Tasks and exercises —
(a) Answer these questions about the HBase issue comment:
(i) Which issue number is the comment posted on?
(ii) What problem does the issue title say could cause data loss?
(iii) On what was the commenter trying to reproduce the failure?
(b) Resume the HBase issue comment, starting after its final sentence.

You are viewing a plain text version of this content. The canonical link for it is here.
Posted to issues@hbase.apache.org by "Sean Busbey (JIRA)" <ji...@apache.org> on 2019/07/03 01:12:00 UTC

[jira] [Commented] (HBASE-22075) Potential data loss when MOB compaction fails

    [ https://issues.apache.org/jira/browse/HBASE-22075?page=com.atlassian.jira.plugin.system.issuetabpanels:comment-tabpanel&focusedCommentId=16877397#comment-16877397 ] 

Sean Busbey commented on HBASE-22075:
-------------------------------------

I've been having a lot of trouble trying to reproduce this failure using the IT on the CDH5 backport of the MOB feature. It's been confusing since the code that I think is responsible is essentially the same - bulk loading the updated references into the non-MOB regions.

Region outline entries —

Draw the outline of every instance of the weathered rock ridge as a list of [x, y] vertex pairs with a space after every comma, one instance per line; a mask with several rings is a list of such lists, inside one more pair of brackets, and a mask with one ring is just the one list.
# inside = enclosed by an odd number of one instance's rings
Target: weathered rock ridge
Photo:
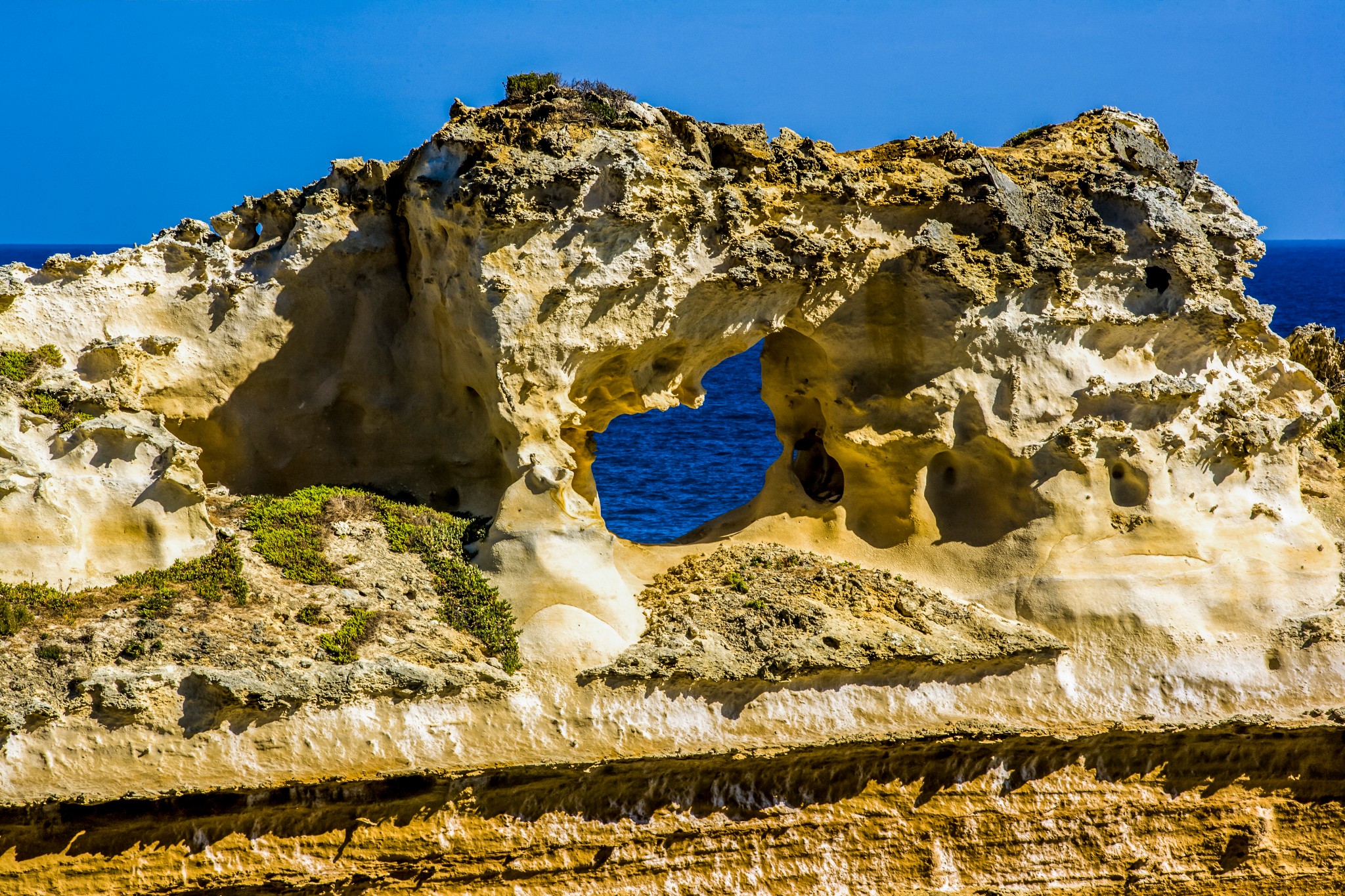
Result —
[[[593, 102], [557, 87], [456, 103], [401, 161], [340, 160], [144, 246], [0, 267], [0, 349], [61, 357], [0, 377], [0, 578], [105, 586], [211, 551], [211, 493], [358, 484], [492, 519], [475, 560], [512, 606], [523, 658], [512, 677], [461, 657], [379, 658], [278, 684], [106, 666], [83, 677], [90, 701], [149, 676], [163, 693], [204, 681], [219, 705], [204, 723], [164, 708], [109, 725], [74, 699], [66, 715], [0, 700], [0, 802], [674, 763], [947, 723], [1069, 736], [1139, 719], [1161, 740], [1236, 713], [1294, 725], [1342, 703], [1345, 490], [1314, 439], [1345, 383], [1340, 345], [1305, 333], [1291, 349], [1270, 329], [1272, 309], [1244, 290], [1258, 226], [1153, 121], [1099, 109], [998, 148], [950, 133], [838, 153], [644, 103], [594, 116]], [[698, 406], [705, 372], [763, 340], [781, 450], [760, 494], [677, 544], [612, 536], [592, 476], [605, 427]], [[753, 579], [753, 556], [799, 551], [827, 557], [819, 580], [853, 570], [853, 587]], [[697, 553], [724, 564], [716, 583], [642, 606]], [[254, 712], [274, 700], [284, 712]], [[1251, 751], [1254, 783], [1231, 811], [1297, 811], [1256, 790], [1280, 780], [1258, 763], [1282, 762]], [[1150, 811], [1137, 787], [1118, 797], [1126, 817]], [[904, 797], [874, 799], [835, 817], [915, 818]], [[1301, 842], [1338, 854], [1319, 810]], [[569, 811], [550, 818], [578, 826]], [[473, 836], [496, 852], [529, 836], [492, 825]], [[666, 826], [683, 836], [683, 821]], [[1150, 858], [1102, 849], [1069, 880], [1131, 887], [1162, 866], [1162, 892], [1196, 892], [1216, 872], [1192, 862], [1231, 849], [1233, 872], [1239, 850], [1274, 841], [1244, 832], [1216, 849], [1165, 830]], [[582, 861], [538, 861], [596, 873], [627, 849], [603, 837], [584, 840]], [[63, 860], [31, 849], [0, 870], [47, 862], [59, 889]], [[947, 872], [959, 860], [943, 846], [927, 853], [943, 870], [921, 885], [990, 885]], [[451, 885], [508, 880], [492, 861]], [[1150, 864], [1118, 870], [1131, 861]], [[338, 865], [301, 885], [354, 880]], [[561, 880], [538, 869], [538, 887]], [[714, 889], [702, 873], [689, 892]], [[763, 889], [757, 873], [721, 891]], [[799, 880], [780, 892], [819, 877]]]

Responses to the exercise —
(a)
(i) HBASE-22075
(ii) A failure of MOB compaction
(iii) The CDH5 backport of the MOB feature, using the IT

(b)
At the end of last week I started looking at the bulk load code to see if that was the difference. [~npopa] suggested it was a difference in how much failures are retried by default. It doesn't look obviously different. However, if I take the master branch and update the {{PartitionedMobCompactor}} to set {{hbase.bulkload.retries.number}} to {{MAX_INT}} on the conf it uses when calling bulk load, then the IT no longer reproduces the failure. So even if it isn't specifically the bulkload retries that are different I think we're on the right track that currently the "if it fails just bail" approach is the source of the inconsistency.

I'm going to see if I can rework how we do committing the post-compaction references in the non-MOB regions to expressly handle error conditions.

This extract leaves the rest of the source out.